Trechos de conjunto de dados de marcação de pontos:
__________
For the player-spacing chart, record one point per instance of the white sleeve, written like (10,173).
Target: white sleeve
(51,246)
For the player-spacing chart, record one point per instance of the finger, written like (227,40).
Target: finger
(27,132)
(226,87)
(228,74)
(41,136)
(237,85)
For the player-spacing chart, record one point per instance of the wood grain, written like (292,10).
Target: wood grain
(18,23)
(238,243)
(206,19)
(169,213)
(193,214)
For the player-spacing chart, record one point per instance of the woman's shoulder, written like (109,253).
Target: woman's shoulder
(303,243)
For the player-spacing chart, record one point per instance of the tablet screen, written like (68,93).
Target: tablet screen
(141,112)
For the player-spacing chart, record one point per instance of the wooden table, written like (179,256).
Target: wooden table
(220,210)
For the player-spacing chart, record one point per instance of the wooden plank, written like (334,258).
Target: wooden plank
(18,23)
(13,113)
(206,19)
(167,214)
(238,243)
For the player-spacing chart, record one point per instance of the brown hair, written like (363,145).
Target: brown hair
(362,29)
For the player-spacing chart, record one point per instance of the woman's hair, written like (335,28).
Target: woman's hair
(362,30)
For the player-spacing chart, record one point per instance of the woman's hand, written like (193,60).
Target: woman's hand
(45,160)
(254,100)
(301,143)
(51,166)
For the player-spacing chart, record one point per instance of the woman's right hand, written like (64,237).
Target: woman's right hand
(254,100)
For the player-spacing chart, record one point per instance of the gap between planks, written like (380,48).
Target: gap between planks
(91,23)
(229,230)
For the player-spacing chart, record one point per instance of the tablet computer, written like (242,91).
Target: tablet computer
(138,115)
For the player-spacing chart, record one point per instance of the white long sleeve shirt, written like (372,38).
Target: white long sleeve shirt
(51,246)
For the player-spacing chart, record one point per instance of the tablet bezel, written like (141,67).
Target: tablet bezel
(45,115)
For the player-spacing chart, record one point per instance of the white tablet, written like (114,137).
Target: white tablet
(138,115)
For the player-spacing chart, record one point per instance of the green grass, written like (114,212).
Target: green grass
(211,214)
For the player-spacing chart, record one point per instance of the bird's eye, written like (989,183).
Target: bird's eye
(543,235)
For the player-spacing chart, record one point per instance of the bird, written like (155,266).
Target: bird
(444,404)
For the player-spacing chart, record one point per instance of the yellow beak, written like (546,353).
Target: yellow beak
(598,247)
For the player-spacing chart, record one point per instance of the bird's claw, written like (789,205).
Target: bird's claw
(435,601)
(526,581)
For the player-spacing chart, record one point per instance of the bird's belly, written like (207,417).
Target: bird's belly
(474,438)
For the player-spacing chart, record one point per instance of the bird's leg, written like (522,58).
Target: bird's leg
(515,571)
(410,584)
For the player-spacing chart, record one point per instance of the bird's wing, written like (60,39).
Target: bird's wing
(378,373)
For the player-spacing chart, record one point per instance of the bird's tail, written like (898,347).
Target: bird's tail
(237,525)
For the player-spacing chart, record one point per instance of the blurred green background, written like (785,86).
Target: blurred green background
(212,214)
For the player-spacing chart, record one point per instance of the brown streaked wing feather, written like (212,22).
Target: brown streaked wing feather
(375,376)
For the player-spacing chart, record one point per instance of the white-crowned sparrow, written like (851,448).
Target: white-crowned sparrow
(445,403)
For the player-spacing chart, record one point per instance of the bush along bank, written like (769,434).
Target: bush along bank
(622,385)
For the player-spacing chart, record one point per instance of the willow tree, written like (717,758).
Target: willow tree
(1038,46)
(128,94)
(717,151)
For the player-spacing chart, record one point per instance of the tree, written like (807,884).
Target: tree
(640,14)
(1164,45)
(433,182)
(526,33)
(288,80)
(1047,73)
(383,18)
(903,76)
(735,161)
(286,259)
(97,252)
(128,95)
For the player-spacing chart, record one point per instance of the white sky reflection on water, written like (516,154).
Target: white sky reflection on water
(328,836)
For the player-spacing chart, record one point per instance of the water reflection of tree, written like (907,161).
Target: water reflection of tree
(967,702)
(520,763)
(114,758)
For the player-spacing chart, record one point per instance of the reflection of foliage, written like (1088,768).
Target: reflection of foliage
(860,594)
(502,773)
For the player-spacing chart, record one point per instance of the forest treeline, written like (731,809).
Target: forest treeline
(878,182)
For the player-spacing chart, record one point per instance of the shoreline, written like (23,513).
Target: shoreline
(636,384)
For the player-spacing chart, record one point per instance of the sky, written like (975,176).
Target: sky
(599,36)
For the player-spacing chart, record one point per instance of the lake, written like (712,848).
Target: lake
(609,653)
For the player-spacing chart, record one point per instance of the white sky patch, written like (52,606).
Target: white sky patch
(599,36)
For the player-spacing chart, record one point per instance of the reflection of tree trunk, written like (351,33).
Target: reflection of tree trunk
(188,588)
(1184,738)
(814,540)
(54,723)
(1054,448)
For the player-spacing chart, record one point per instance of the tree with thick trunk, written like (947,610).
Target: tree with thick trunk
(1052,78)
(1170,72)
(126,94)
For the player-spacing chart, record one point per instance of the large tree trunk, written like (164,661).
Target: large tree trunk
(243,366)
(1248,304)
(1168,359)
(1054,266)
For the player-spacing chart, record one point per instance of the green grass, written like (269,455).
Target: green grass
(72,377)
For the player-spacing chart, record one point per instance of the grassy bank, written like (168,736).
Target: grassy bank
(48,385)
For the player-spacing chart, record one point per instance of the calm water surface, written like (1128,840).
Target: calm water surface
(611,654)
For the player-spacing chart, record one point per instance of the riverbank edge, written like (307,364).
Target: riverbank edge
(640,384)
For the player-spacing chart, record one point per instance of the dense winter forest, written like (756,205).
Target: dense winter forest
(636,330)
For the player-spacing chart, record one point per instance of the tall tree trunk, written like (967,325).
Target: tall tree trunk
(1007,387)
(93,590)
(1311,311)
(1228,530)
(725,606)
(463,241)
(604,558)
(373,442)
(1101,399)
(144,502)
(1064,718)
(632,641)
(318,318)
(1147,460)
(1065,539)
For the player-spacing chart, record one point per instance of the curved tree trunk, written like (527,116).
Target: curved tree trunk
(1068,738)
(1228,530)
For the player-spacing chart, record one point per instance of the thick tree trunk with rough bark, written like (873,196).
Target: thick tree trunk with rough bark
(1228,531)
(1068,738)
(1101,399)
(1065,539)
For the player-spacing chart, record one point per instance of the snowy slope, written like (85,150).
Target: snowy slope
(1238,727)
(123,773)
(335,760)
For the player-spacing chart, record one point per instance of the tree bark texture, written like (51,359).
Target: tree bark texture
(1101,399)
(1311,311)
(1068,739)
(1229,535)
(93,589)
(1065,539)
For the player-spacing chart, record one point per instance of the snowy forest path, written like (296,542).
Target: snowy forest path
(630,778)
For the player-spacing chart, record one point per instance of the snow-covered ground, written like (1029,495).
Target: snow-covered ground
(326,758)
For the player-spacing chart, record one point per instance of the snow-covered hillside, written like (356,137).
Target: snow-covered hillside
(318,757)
__________
### Escopo da tarefa
Reproduza novamente todas as entradas acima, linha por linha, sem alterar nenhum caractere.

### Resultado
For the player-spacing chart, record one point per instance of the white sleeve, written like (10,173).
Target: white sleeve
(51,246)
For the player-spacing chart, record one point per instance of the finger, written like (227,40).
Target: finger
(27,132)
(226,87)
(228,74)
(41,136)
(237,85)
For the player-spacing chart, record one point per instance of the wood grain, written like (292,10).
Target: wood grain
(18,23)
(238,243)
(206,19)
(169,213)
(193,214)
For the player-spacing chart, record one point per instance of the woman's shoulder, written like (109,253).
Target: woman's shoulder
(303,243)
For the player-spacing chart, record one point per instance of the tablet screen, written like (68,93).
Target: tablet screen
(141,112)
For the player-spacing chart, record one point per instance of the wooden table, written like (179,256).
Target: wooden table
(220,210)
For the player-spacing chart, record one point per instance of the wooden plank, written like (334,258).
Target: wooden plank
(18,23)
(13,113)
(206,19)
(167,214)
(238,243)
For the player-spacing chart, record one point per instance of the brown hair, written like (363,145).
Target: brown hair
(362,29)
For the player-spacing chart, record one point per instance of the woman's hair, written like (335,28).
Target: woman's hair
(362,30)
For the player-spacing chart, record one point per instance of the woman's hand, written like (193,60).
Target: woman's hand
(45,160)
(254,100)
(301,143)
(51,166)
For the player-spacing chart, record one point per instance of the woman's right hand, written like (64,237).
Target: woman's right hand
(254,100)
For the player-spacing chart, record one point per instance of the gap between planks, written like (380,48).
Target: gap between planks
(91,23)
(229,230)
For the player-spacing chart, record one point per instance of the tablet computer, written like (242,91).
Target: tablet computer
(138,115)
For the player-spacing chart, record one point per instance of the white long sleeve shirt, written like (372,38).
Target: white long sleeve shirt
(51,246)
For the player-spacing chart, record one point per instance of the tablet bezel, written like (141,67).
Target: tablet bezel
(45,115)
For the player-spacing chart, record one point per instance of the white tablet, written like (114,137).
Target: white tablet
(138,115)
For the player-spacing chart, record one point per instance of the green grass, written like (114,212).
Target: green grass
(211,214)
For the player-spacing chart, record one point per instance of the bird's eye, written like (989,183).
Target: bird's eye
(543,235)
For the player-spacing chart, record one point per instance of the bird, written like (155,266).
Target: bird
(444,404)
For the player-spacing chart, record one point per instance of the yellow beak, written like (546,353).
Target: yellow beak
(598,247)
For the player-spacing chart, record one point per instance of the bird's claw, written like (789,205).
Target: bird's claw
(435,601)
(526,581)
For the player-spacing chart, record one point per instance of the bird's belly, written like (207,417).
Target: bird's belly
(474,438)
For the player-spacing chart, record one point per instance of the bird's leg, written like (522,58).
Target: bird's leg
(515,571)
(410,584)
For the player-spacing chart, record one point per instance of the bird's wing, written like (60,39).
Target: bird's wing
(378,373)
For the player-spacing chart, record one point per instance of the bird's tail, written like (898,347).
Target: bird's tail
(237,525)
For the player-spacing chart, record one point per instance of the blurred green background, written like (785,86).
Target: blurred green background
(212,214)
For the player-spacing chart, record one point per instance of the brown streaked wing feather, written like (212,22).
Target: brown streaked wing feather
(375,376)
For the player-spacing chart, record one point per instance of the white-crowned sparrow, written like (851,448).
Target: white-crowned sparrow
(445,403)
For the player-spacing chart, record one point per instance of the bush along bank, written like (769,434).
Target: bush along bank
(622,385)
For the player-spacing chart, record one point per instance of the willow tree, written like (717,758).
Target: willow tree
(1038,46)
(128,94)
(717,151)
For the player-spacing chart, record one point per instance of the tree, written like (807,884).
Target: tree
(640,14)
(1164,45)
(433,182)
(526,33)
(288,80)
(1047,73)
(383,18)
(903,76)
(735,161)
(286,259)
(97,252)
(128,95)
For the player-spacing chart, record one point per instance of the white sky reflection on water, written like (516,154).
Target: white sky reflection on water
(328,836)
For the player-spacing chart, record one point per instance of the water reflection of tree, written like (907,161).
Target: water reflection of tree
(967,702)
(520,763)
(114,758)
For the player-spacing chart, record one point per instance of the reflection of foliage, written like (1088,768).
Target: reflection of foliage
(860,594)
(502,773)
For the player-spacing chart, record one point per instance of the forest treeline, written like (731,809).
Target: forest treeline
(878,182)
For the player-spacing chart, record one point per instance of the shoreline, written like (23,513).
Target: shoreline
(636,384)
For the player-spacing chart, record one point per instance of the sky, written like (975,176).
Target: sky
(599,36)
For the player-spacing chart, record one point per instance of the lake, written like (712,848).
Target: lake
(609,653)
For the player-spacing chart, record one point per instance of the white sky patch, written like (52,606).
Target: white sky patch
(599,36)
For the player-spacing chart, record one point per instance of the reflection of tree trunk, written like (351,33).
Target: reflection of tree trunk
(188,588)
(1184,738)
(814,540)
(54,723)
(1054,448)
For the player-spacing chart, record one point per instance of the tree with thick trunk, written like (947,610).
Target: tree with thick trunk
(1052,78)
(1170,72)
(126,94)
For the player-spacing chart, record one point per instance of the large tree trunk, written like (164,661).
Target: large tree trunk
(243,366)
(1248,304)
(1168,359)
(1054,266)
For the player-spacing chart, record one point per instance of the green grass, written like (269,455).
Target: green grass
(72,377)
For the player-spacing chart, record one point per instance of the grassy bank, written like (168,736).
Target: grassy bank
(48,385)
For the player-spacing chart, record one point per instance of the calm water surface, written like (1128,840).
Target: calm water surface
(611,654)
For the player-spacing chart, record one point per instance of the riverbank edge, written like (307,364).
Target: riverbank edge
(640,384)
For the player-spacing chart, record one point per instance of the dense winter forest, written like (756,205).
Target: dense winter forest
(636,330)
For the player-spacing chart, record one point per instance of the tall tree trunk, written like (967,325).
Target: tall tree trunk
(1007,387)
(93,590)
(1311,311)
(1228,530)
(725,606)
(463,241)
(604,558)
(373,442)
(1101,399)
(144,502)
(1064,718)
(632,641)
(318,318)
(1147,460)
(1065,539)
For the player-spacing chart, record one point per instance of the curved tree trunk, written like (527,116).
Target: curved tree trunk
(1068,738)
(1228,530)
For the player-spacing chart, record one point per instance of the thick tree trunk with rough bark, written like (873,196).
Target: thick tree trunk with rough bark
(1228,531)
(1068,738)
(1101,399)
(1065,539)
For the player-spacing chart, record one point per instance of the snowy slope, written like (85,150).
Target: snowy slope
(1238,727)
(123,773)
(335,760)
For the player-spacing chart, record one point per instance of the tree bark texture, written like (51,359).
Target: tree bark texture
(1101,399)
(1311,311)
(1068,739)
(1229,535)
(93,589)
(1065,539)
For the player-spacing chart, record one point per instance of the snowy forest path, written like (296,542).
Target: snowy forest path
(630,778)
For the player-spacing chart, record one point per instance of the snow-covered ground, written like (1029,495).
Target: snow-covered ground
(326,758)
For the player-spacing chart, record one point per instance of the snow-covered hillside, written like (356,137).
Target: snow-covered hillside
(318,757)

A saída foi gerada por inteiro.